----- Text section

Hello Shawn, there are a number of things to keep in mind:
First, as dsull pointed out, what you call a 129bp long barcode is interspersed barcodes and UMI sequences. The barcode in Parse’s SPLiT-seq are 24bp long, and appear in Read 2 separated by linkers of different lengths. A schematic of each read 2 would be as follows:
UMI (10bp) – Barcode 3 (8bp) – Linker (30 bp) – Barcode 2 (8bp) – Linker (22bp) – Barcode 1 (8bp)
With each barcode sequence (1, 2 and 3) coming from each of the three split-pool steps during the combinatorial indexing. The barcode sequence that identifies the cell of origin for each read can be obtained by concatenating Barcodes 3, 2 and 1, in that order. You may want to make sure that the structure I wrote above matches your specific experiment, as linker length varies between split-seq platforms. However, that should be the structure for Parse’s SPLiT-seq as far as I am concerned.

----------

_Tasks:_
(a) In the forum reply about SPLiT-seq barcodes, why does the writer suggest checking the given read 2 structure against your own experiment? Answer in one to three sentences.
(b) Answer these questions from the forum reply about SPLiT-seq barcodes.
(i) How long is the UMI in read 2?
(ii) In which read do the barcodes appear?
(iii) In what order are the barcodes concatenated to identify the cell of origin?
(c) Say whether each statement agrees with the forum reply about SPLiT-seq barcodes, and quote the words that decide it.
(i) Barcode 1 sits directly after the UMI in read 2.
(ii) Each of the three barcode sequences comes from one of the three split-pool steps.
(iii) The linker between Barcode 2 and Barcode 1 is 30 bp long.

----- Input data

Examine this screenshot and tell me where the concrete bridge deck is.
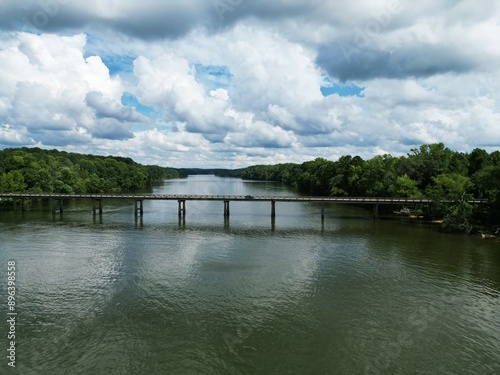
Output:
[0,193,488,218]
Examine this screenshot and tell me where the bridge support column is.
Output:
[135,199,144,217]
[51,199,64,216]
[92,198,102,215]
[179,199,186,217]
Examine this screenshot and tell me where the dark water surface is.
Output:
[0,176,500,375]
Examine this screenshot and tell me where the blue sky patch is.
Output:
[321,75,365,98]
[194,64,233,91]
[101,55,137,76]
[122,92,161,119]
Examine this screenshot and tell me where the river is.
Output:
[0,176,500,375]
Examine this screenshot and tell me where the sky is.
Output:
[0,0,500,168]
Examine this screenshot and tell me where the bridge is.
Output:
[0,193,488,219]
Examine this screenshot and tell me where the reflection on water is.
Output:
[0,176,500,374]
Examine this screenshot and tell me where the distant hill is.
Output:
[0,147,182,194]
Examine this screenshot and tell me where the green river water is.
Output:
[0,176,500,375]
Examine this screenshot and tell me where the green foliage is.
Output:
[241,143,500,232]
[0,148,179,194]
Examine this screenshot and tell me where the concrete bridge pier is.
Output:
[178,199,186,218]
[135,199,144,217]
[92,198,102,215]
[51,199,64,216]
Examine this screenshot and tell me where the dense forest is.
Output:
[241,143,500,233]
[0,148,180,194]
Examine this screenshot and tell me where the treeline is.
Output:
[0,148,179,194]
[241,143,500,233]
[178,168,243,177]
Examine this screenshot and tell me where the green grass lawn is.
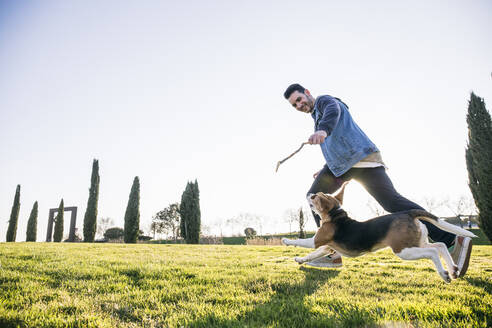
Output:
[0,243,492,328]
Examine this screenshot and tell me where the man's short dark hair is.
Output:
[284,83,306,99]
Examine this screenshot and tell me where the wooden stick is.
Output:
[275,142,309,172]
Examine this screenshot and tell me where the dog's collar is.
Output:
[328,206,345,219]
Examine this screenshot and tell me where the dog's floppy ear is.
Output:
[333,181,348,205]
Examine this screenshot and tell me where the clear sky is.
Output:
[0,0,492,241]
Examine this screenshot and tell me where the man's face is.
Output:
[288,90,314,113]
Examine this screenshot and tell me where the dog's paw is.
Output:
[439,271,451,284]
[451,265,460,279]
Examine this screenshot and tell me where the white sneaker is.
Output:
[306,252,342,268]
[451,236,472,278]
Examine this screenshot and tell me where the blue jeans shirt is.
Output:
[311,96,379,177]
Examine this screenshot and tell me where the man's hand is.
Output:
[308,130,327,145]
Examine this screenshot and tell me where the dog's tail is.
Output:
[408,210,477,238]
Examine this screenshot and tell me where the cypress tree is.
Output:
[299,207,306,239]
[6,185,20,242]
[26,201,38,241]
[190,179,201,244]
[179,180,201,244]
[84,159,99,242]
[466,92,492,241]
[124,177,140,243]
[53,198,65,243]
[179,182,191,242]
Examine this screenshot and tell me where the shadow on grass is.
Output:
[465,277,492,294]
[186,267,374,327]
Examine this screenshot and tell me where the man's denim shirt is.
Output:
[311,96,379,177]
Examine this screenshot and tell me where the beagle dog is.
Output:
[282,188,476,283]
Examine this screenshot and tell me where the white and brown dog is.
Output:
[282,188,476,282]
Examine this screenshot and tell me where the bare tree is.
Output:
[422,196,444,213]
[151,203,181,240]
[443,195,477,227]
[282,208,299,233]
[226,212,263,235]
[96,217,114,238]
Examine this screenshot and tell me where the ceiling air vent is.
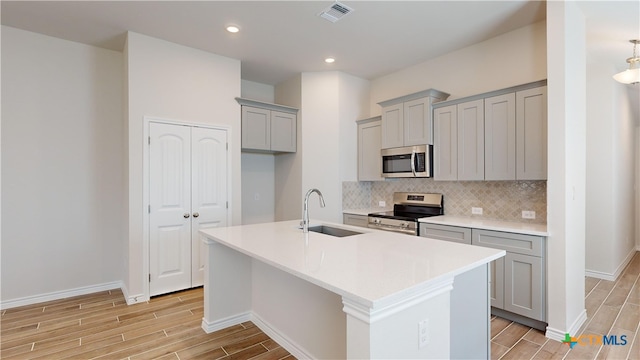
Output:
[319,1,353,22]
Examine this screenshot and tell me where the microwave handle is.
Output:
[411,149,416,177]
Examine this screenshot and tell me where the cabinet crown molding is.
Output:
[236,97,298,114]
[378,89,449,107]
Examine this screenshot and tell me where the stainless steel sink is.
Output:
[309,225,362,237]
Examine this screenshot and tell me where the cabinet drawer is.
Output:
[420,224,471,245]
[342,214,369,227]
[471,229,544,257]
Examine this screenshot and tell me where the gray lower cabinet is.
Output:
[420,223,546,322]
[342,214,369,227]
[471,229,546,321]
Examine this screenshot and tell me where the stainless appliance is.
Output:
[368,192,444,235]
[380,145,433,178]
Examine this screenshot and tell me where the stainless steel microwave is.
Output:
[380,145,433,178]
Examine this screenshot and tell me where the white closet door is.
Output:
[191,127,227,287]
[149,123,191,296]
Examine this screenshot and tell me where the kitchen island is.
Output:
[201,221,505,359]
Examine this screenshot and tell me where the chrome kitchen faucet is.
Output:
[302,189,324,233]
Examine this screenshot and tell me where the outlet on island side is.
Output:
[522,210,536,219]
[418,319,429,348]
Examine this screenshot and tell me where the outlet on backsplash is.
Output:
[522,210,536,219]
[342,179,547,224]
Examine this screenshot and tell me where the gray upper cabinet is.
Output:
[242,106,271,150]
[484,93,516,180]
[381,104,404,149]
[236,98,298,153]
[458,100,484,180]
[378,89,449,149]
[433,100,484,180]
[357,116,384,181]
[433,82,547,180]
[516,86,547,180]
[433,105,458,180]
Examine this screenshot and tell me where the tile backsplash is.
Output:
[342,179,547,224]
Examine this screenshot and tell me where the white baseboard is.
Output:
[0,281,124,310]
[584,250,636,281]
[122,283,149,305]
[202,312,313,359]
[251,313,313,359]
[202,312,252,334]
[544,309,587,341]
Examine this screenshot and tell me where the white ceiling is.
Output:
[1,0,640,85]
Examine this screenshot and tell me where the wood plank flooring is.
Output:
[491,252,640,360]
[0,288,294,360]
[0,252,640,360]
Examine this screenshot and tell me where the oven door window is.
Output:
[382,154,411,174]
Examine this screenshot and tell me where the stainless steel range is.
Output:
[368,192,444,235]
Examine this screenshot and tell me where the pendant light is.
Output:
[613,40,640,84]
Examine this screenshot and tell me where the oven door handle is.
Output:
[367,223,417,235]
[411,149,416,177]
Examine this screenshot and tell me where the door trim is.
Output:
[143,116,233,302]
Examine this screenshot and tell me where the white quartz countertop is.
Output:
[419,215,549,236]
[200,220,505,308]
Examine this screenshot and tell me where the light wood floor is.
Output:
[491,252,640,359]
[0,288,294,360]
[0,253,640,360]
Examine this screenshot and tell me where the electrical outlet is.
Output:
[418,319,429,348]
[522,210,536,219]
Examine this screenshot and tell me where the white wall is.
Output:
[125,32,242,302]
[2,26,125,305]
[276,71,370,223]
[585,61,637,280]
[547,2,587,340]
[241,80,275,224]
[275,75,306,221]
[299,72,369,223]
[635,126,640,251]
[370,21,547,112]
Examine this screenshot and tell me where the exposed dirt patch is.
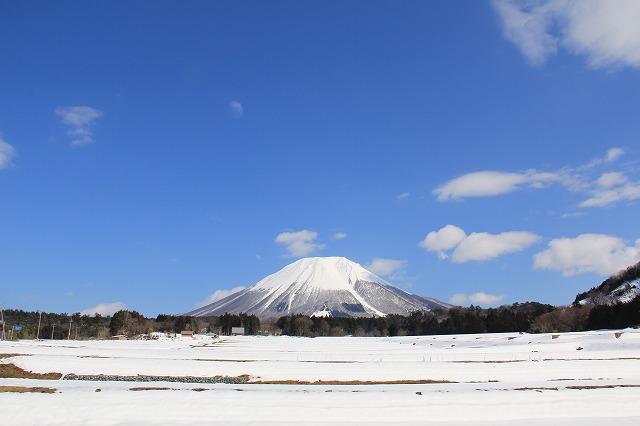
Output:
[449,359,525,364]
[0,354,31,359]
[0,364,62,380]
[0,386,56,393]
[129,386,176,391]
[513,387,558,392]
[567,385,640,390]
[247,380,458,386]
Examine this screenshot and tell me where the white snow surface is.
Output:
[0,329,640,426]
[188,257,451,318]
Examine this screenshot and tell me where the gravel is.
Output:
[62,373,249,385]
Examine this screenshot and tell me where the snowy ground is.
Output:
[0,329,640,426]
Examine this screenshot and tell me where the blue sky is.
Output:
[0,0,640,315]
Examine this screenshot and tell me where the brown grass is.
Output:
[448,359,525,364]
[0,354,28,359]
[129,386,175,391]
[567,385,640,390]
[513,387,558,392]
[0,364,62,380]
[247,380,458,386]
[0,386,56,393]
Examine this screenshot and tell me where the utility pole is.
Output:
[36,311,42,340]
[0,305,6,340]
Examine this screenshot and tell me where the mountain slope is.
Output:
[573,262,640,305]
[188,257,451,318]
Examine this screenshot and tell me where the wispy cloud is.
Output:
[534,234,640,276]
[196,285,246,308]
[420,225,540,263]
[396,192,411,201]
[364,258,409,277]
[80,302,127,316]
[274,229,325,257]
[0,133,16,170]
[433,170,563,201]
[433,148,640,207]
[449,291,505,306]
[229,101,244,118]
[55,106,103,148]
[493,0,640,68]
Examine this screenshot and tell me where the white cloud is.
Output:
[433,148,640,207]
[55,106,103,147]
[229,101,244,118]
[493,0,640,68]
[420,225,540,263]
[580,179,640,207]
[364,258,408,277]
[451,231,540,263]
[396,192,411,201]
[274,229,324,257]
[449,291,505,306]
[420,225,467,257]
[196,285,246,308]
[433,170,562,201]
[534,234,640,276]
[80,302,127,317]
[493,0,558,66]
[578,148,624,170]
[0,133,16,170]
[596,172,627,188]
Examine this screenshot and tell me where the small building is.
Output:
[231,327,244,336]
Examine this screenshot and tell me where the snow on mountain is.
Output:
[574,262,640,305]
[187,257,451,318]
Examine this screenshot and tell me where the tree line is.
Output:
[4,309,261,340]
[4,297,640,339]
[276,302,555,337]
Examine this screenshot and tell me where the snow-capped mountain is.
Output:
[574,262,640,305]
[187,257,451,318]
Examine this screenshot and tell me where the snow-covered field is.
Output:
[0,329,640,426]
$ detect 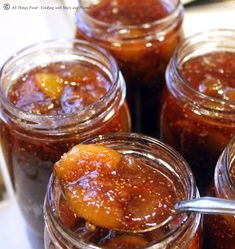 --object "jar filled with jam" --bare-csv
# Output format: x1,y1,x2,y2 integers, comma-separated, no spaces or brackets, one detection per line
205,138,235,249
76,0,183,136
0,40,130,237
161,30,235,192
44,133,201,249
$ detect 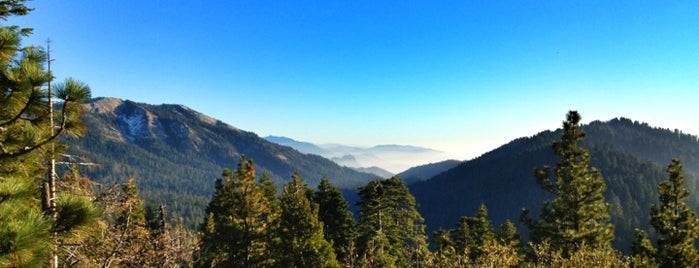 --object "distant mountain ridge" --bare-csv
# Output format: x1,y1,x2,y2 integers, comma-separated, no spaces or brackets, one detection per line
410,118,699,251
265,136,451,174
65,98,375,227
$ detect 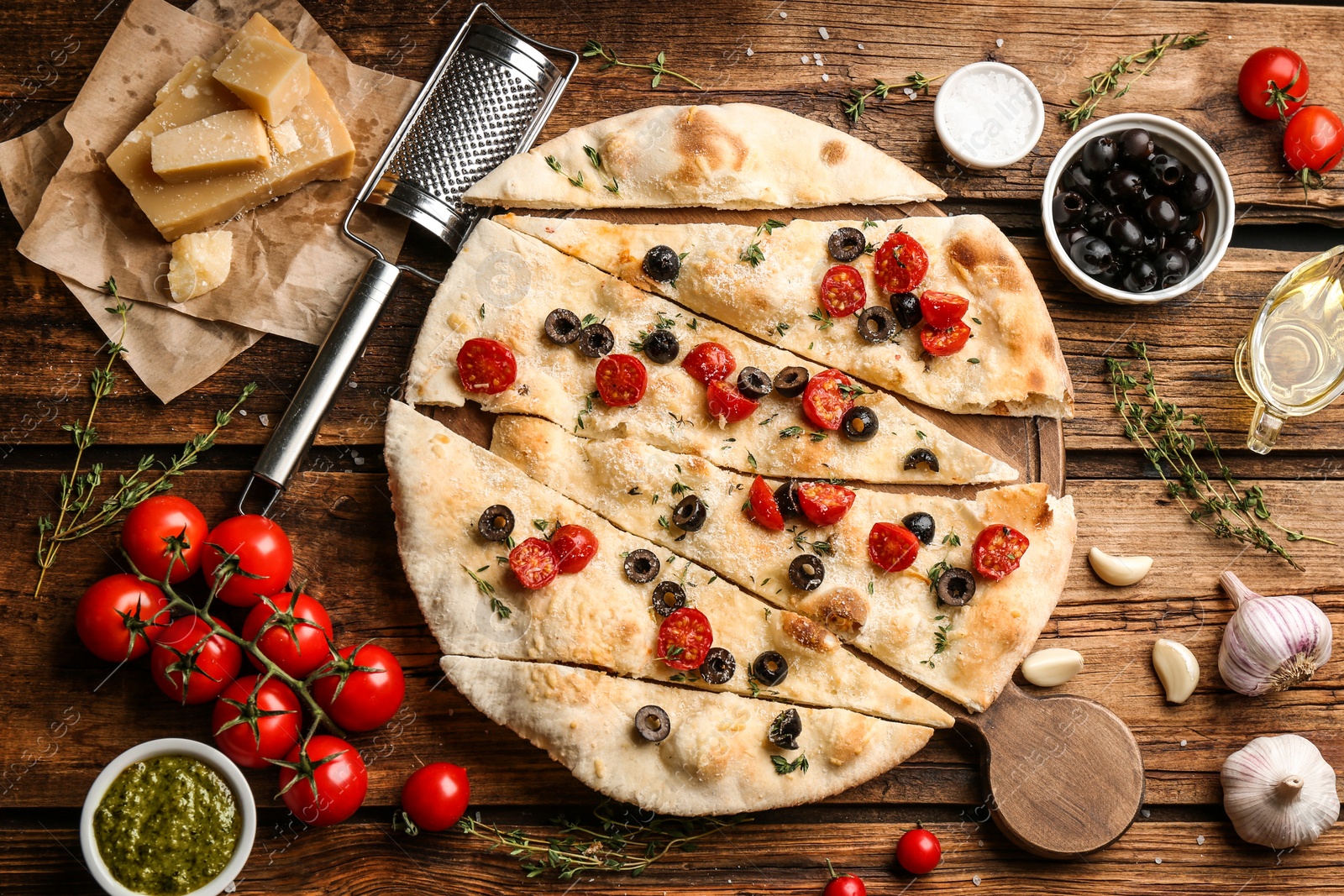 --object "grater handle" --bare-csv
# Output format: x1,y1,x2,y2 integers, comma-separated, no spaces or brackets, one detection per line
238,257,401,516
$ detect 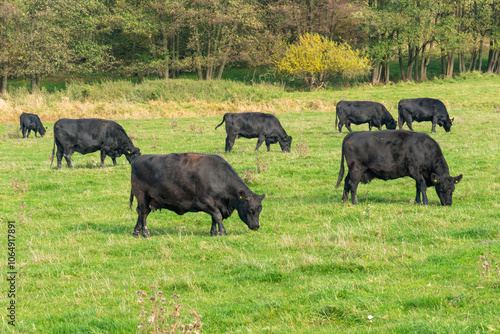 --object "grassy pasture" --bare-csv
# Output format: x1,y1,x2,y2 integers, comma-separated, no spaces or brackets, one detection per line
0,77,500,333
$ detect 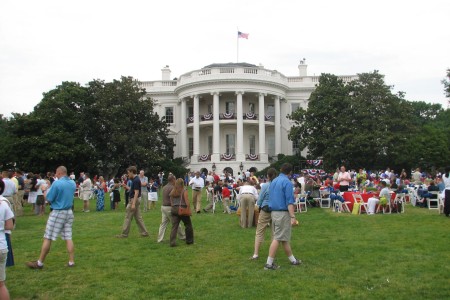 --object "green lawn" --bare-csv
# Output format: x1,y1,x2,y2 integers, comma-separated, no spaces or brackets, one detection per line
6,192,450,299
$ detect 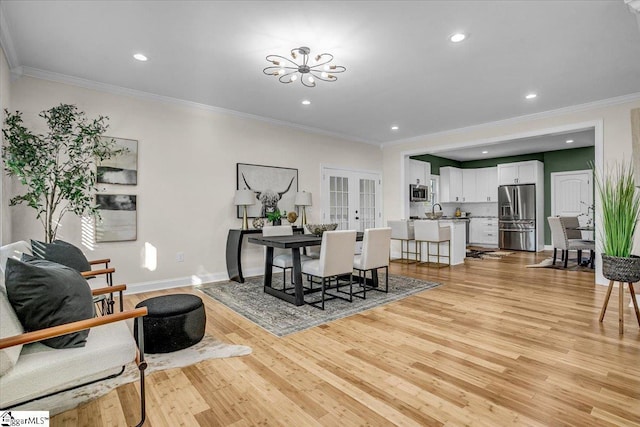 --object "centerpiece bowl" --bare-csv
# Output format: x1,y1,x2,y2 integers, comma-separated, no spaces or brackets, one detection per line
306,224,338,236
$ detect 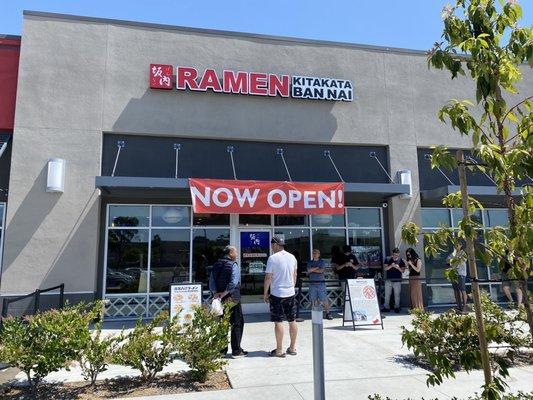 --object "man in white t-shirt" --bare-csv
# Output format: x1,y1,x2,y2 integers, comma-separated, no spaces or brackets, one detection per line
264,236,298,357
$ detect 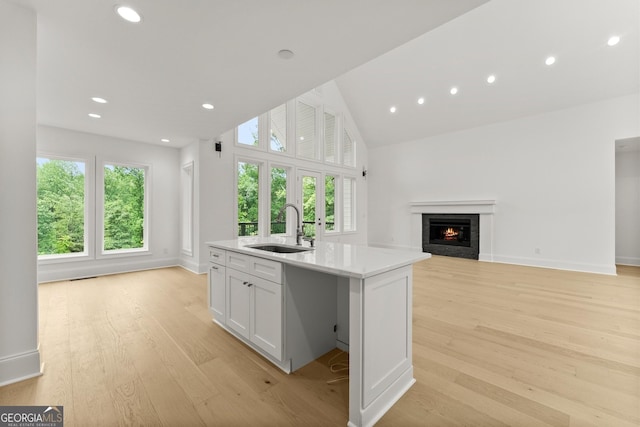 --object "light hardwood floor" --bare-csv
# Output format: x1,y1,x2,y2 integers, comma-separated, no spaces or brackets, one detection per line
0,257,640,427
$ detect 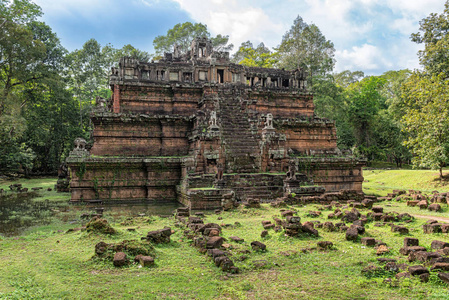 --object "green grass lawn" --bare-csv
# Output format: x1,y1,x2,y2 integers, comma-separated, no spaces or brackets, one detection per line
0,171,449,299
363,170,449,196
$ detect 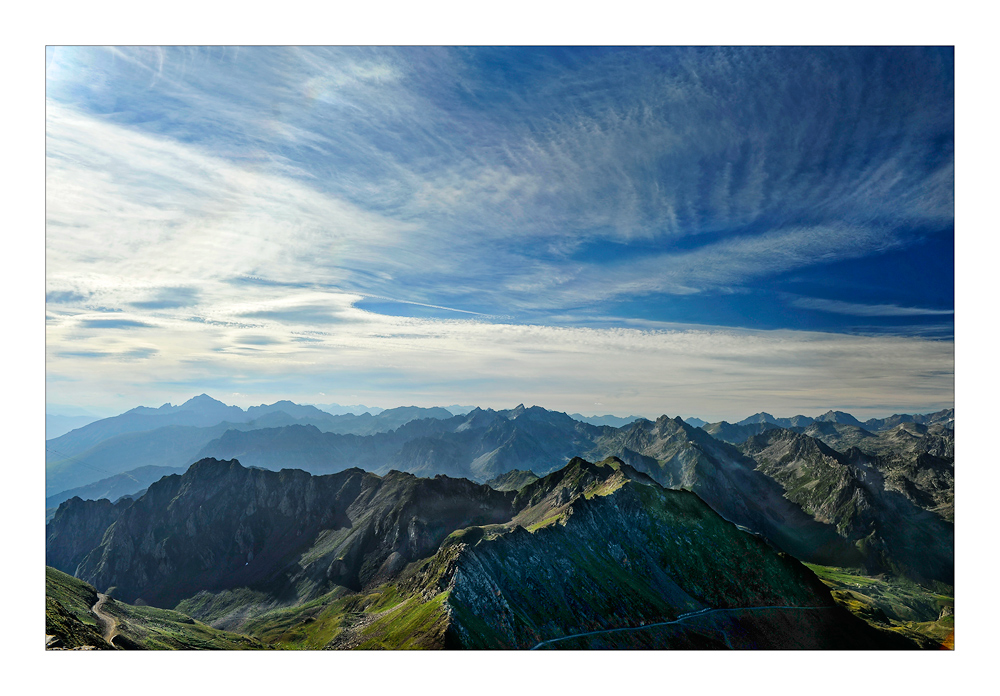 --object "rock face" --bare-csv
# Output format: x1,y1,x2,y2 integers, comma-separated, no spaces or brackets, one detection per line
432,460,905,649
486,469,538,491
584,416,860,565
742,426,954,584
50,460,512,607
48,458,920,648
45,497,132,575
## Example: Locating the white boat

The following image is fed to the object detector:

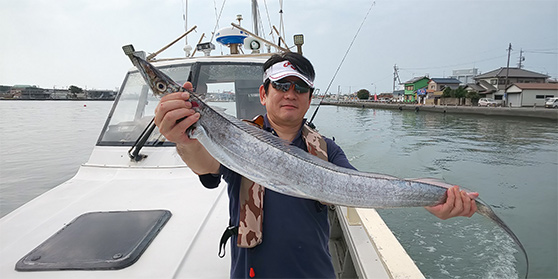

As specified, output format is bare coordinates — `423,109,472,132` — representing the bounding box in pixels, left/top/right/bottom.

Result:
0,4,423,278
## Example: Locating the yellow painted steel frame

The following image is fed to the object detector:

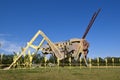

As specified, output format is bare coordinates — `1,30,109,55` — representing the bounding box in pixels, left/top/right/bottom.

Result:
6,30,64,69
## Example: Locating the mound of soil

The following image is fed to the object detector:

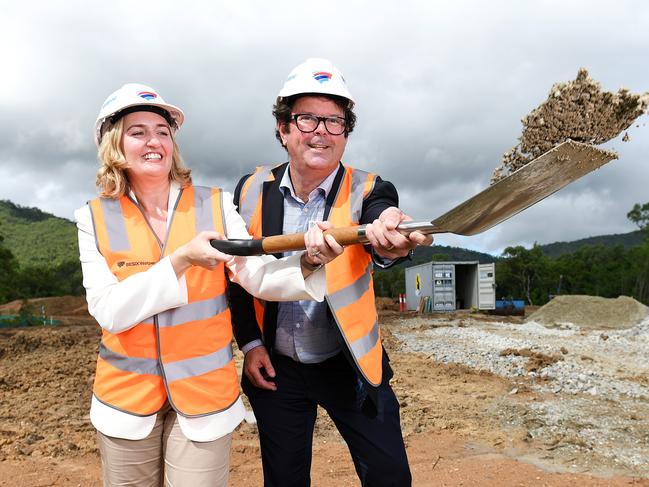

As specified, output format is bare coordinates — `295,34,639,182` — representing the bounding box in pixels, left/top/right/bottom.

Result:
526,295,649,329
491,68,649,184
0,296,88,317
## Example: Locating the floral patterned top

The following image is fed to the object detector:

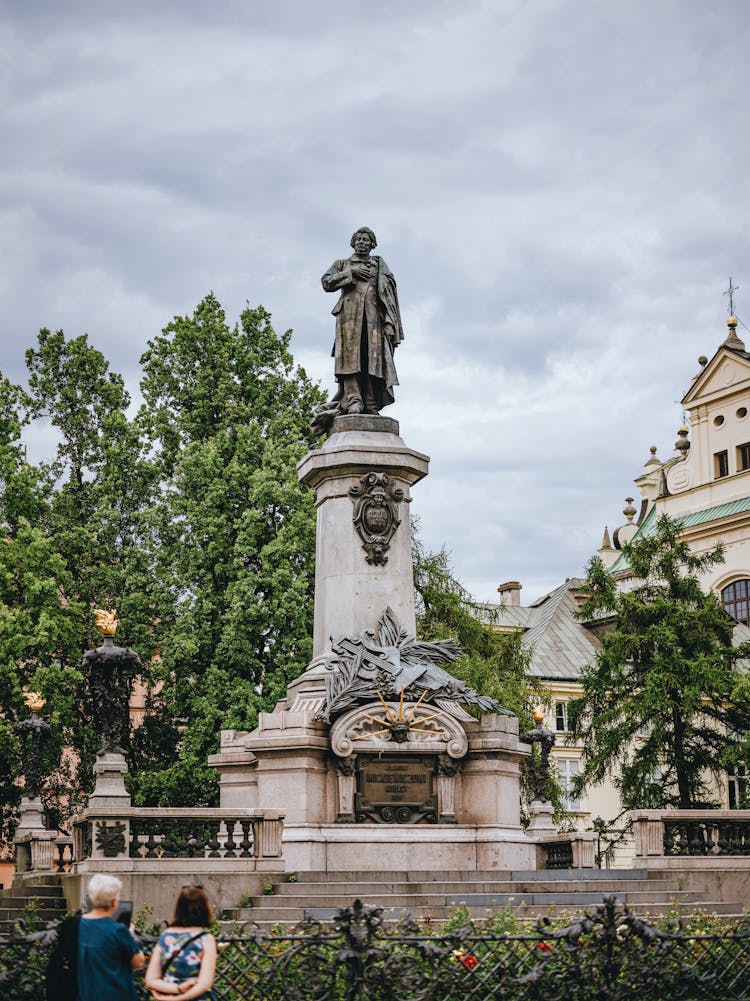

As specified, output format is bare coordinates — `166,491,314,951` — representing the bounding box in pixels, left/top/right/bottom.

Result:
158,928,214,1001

----------

_Answers to each task:_
(a) The writer suggests it because linker length varies between split-seq platforms. The structure given is the one the writer believes applies to Parse's SPLiT-seq, so it may not match another platform.

(b)
(i) 10bp.
(ii) Read 2.
(iii) Barcode 3, then Barcode 2, then Barcode 1.

(c)
(i) No: "UMI (10bp) – Barcode 3 (8bp)"
(ii) Yes: "With each barcode sequence (1, 2 and 3) coming from each of the three split-pool steps during the combinatorial indexing."
(iii) No: "Barcode 2 (8bp) – Linker (22bp) – Barcode 1 (8bp)"